Task to complete »
The entries are to be written out word for word, with their images left out.
Start of Block
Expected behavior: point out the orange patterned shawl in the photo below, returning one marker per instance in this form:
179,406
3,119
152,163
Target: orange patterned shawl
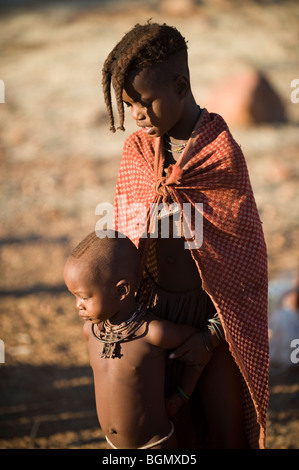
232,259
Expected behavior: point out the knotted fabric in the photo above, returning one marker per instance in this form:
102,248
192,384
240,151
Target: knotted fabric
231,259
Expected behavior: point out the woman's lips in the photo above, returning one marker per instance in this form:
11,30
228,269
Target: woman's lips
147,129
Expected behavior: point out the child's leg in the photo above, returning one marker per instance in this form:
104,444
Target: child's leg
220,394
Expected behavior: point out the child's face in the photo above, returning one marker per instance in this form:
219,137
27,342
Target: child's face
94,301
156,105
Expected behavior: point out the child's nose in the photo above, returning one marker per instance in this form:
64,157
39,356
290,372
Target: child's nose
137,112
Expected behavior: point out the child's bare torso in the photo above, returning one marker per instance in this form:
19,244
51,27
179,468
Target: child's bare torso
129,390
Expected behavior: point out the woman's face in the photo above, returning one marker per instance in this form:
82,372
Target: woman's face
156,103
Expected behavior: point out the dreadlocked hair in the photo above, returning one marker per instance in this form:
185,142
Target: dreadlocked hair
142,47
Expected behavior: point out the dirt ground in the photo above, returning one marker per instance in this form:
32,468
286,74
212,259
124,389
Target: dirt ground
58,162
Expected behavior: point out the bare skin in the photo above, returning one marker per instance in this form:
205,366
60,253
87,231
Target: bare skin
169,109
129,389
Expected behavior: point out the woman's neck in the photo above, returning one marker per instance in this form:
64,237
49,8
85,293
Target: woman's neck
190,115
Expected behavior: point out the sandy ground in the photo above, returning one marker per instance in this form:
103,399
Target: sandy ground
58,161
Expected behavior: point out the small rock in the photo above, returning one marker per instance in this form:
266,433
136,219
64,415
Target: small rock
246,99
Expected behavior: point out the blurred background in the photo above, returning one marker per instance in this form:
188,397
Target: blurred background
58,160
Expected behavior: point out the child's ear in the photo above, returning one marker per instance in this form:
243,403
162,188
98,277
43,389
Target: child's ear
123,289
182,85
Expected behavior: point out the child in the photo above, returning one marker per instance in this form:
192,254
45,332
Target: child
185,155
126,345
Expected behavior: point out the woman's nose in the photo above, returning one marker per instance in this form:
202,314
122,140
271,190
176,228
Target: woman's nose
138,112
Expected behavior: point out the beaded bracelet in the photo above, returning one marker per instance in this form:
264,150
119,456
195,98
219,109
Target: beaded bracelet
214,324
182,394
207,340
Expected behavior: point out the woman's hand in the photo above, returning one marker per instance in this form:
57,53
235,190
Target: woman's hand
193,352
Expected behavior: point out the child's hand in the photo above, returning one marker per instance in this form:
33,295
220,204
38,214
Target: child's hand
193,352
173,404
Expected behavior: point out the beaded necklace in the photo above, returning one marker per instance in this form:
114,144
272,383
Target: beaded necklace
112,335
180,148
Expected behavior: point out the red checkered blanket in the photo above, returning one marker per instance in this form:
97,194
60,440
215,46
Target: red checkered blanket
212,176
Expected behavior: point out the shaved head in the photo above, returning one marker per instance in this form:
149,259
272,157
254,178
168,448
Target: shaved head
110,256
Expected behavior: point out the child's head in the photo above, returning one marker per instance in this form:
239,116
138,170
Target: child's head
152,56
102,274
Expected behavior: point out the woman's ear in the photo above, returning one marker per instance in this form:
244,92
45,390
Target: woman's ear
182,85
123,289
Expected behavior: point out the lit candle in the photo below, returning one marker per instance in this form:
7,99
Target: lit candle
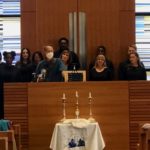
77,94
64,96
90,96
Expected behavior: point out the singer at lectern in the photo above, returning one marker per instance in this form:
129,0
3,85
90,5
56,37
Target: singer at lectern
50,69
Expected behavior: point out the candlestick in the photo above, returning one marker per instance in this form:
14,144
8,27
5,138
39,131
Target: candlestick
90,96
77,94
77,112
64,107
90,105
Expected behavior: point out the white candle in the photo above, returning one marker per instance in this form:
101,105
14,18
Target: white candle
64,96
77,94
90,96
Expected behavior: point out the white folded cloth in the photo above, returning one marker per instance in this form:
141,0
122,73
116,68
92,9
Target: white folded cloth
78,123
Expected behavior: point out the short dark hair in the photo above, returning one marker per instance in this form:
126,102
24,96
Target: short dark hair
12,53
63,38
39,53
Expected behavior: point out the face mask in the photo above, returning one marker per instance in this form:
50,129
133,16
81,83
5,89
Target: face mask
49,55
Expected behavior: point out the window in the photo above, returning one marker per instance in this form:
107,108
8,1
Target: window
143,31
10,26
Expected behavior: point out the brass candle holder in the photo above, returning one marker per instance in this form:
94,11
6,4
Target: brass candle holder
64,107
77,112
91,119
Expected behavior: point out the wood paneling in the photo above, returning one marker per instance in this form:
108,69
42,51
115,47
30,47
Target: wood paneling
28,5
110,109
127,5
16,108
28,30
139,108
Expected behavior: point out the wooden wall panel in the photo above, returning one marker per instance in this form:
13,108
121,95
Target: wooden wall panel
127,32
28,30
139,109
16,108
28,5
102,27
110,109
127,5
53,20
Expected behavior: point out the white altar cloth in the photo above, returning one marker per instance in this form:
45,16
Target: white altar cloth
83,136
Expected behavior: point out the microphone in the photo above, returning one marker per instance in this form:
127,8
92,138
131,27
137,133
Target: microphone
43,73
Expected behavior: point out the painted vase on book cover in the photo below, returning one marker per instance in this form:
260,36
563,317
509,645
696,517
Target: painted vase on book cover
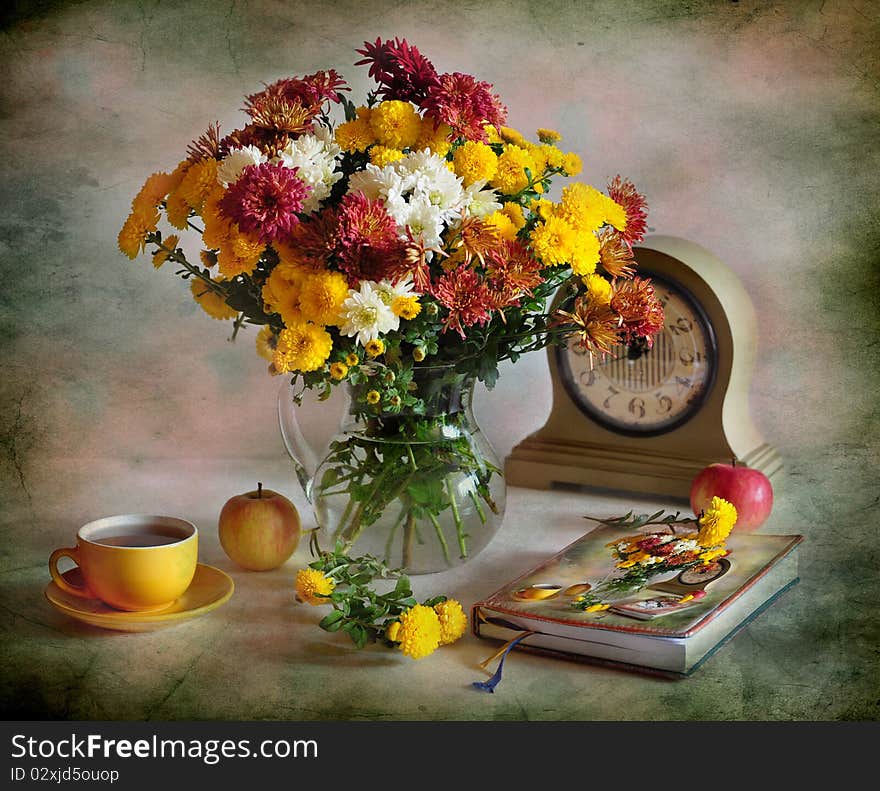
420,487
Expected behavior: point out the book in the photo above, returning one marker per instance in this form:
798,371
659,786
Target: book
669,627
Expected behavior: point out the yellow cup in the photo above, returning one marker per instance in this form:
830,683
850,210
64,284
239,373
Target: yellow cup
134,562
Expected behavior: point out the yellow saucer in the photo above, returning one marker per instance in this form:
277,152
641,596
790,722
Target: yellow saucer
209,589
End of Block
Answer to the exercise »
Expected behavior: point out the orange patterned shawl in the photo below, returning one marker per instance in this form:
179,406
3,119
152,163
Target: orange patterned shawl
232,259
Expected behavior: point out the knotted fabric in the photo above, returning one marker per instance in this form:
102,248
192,384
240,151
Target: knotted fabric
231,259
Expected behavior: point out the woman's lips in the photo above, returning one marker per instance in this form:
11,30
228,269
Target: woman's lips
147,129
Expected behavior: point out the child's leg in the photo above, returning one marker per instance in this form:
104,444
Target: child's leg
220,394
Expected behavior: point out the child's face in the photo above, returning one marker per instance in this form:
219,137
27,342
Target: child's face
94,301
156,105
Expected behavior: point out the child's nose in the photo above, returning one marker per instance in this form:
64,157
39,356
290,372
Target: child's nose
137,112
Expected behavior: point out the child's bare torso in the photo above, returning one marker per instance in this form:
19,244
51,27
179,468
Target: child's bare torso
129,390
Expected behavior: point out the woman's face in the photo above, returning one marker per instance in this form:
82,372
Target: woman's face
156,103
Expected behavior: point out the dreadlocked hair in the photo above, returning one marker per instance in this form:
185,142
Target: dreadlocked hair
142,47
Expected behavior: point out the dirt ground in the photo above, returning one marker per instance in this form:
32,468
286,74
212,259
124,389
Target: dirt ground
58,162
Expected behavior: point out the bare skin in the photo above, returning one marker per instance in this form:
205,366
60,253
87,231
Target: bare skin
169,109
129,389
Expected behavior: point out the woman's neck in the photo above, returning one marker per instance in this form:
64,237
49,8
85,293
Target: woman's neck
190,115
Expected behavior: point out the sandy ground in the photo above, returning one marker per instance in this form:
103,399
Target: sandy ground
58,161
Expected behavior: point out the small rock in the photo above, returning one marker per instance in this form:
266,433
136,219
64,415
Target: small rock
246,99
Expected behavior: point out the blurred background in the photo above, returning one marker per instance in this form:
188,397
Target: blurred background
58,160
Expected behavior: point out the child's ear in the photo above, returning one marker per instance in this form:
243,403
162,188
98,277
43,389
Target: child's ear
123,289
182,85
Expected behavior: point out the child in the photo above, returning one marker per instance in this form:
192,254
45,332
Target: child
185,155
126,345
Expected behavior: point out the woman's nose in the photo above, returning one marker per instance in this form:
202,314
122,140
271,190
176,228
Target: woman's nose
138,112
Expected behavior: point out the beaded bracelet in the photo above, returning one marker per instance in this form:
264,150
119,456
195,98
219,109
Target: beaded bracelet
214,324
182,394
207,340
Expected behavior: point out the woman's hand in the photo above, returning one marker per instance in this form:
57,53
235,190
Target: woman's hand
193,352
Expected behavior: point out the child's hand in the photo above, returning one marker per instance in this form:
33,295
220,204
38,214
Target: child's hand
193,352
173,404
Expected behavior: point out the beaded necklace in the photo above, returning one marker per instance in this form:
114,144
272,383
Target: beaded necklace
112,335
180,148
Expected behavior: point out the red checkered blanket in the photo above, returning one marker per instance in this form:
97,194
60,440
215,46
Target: red checkered blanket
212,176
Expected behavior: point out the shaved head in the photo above, returning one marker per instance in this form:
149,259
272,157
254,178
168,448
Target: shaved head
110,256
Expected behavior: point out the child's head in the photo above, returning one marker per instance in this form:
239,116
138,170
Target: child's head
152,56
102,274
Expected behavior: point out the woman's ear in the photo above, returning one marker per instance in this form:
244,92
45,390
Target: woman's ear
182,85
123,289
Expected behavior: point out the lit candle in the photo below, returning one marker per instance in this form:
7,99
Target: lit candle
77,94
64,96
90,96
Expected behavior: point out the singer at lectern in the photo above, returning one marker per instance in this form:
129,0
3,85
90,5
56,37
Target: singer at lectern
50,69
Expected behavior: point out the candlestick in the photo above, returning one marker per instance in this form:
14,144
8,27
5,138
39,131
Target: candlestick
90,96
77,94
77,112
64,107
90,105
Expected behavior: point out the white candle in the photo above, returning one marker per instance in this form:
101,105
14,18
Target: white candle
64,96
77,94
90,96
Expected behavior: point out the white folded cloth in the photo above, returning one marker per instance in this form:
141,0
122,73
116,68
92,9
Target: white folded cloth
78,123
Expected behavior: point out the short dark hair in the photo above, returning one marker per instance in this form:
126,102
24,96
Target: short dark hair
12,53
63,38
39,53
Expected behavior: point out the face mask in the photo above, returning one marker per instance in this form:
50,129
133,16
81,83
5,89
Target: face mask
49,55
Expected behavior: point out the window in the photo above, returning one marker per instance in this form:
107,108
8,1
Target: window
143,31
10,26
Expected behavior: point out the brass candle holder in the photo above, returning one marker per instance in this form:
94,11
6,4
Target: brass candle holder
64,107
77,112
91,119
Expected behavior: point out the wood paneling in the photo above, returning one marker per instance in this form:
108,69
42,51
115,47
30,47
Target: wood paneling
28,5
110,109
127,5
16,108
28,30
139,108
Expected behavior: point out the wooden wall panel in the photo above, returning one marker per instance in this form:
13,108
121,95
Target: wooden wall panel
127,32
28,30
139,109
16,108
28,5
102,27
110,109
127,5
53,20
Expected behavior: point out the white altar cloth in the photo above, returning one marker per instance in this form:
45,16
Target: white altar cloth
83,136
Expected behavior: point out the microphone in the photo above, returning one marker per instance in this form:
127,8
92,138
131,27
137,133
Target: microphone
43,73
Expected behavior: point out the painted vase on book cover in the photo below, returning one marker per instance in this form:
260,36
563,317
509,645
696,517
Target: painted vase on book cover
420,487
Expected behavior: point out the book in the photo above, returning one marker per instance in this form:
798,371
659,786
Target: book
669,627
Expected behavior: point out the yellow cup in the photo above, returning one marker per instance in this form:
830,683
850,210
64,284
239,373
Target: yellow cup
134,562
Expected behavior: point out the yellow saucer in the photo above, returning one marker per instance in this form:
277,152
641,596
790,722
Target: yellow saucer
209,589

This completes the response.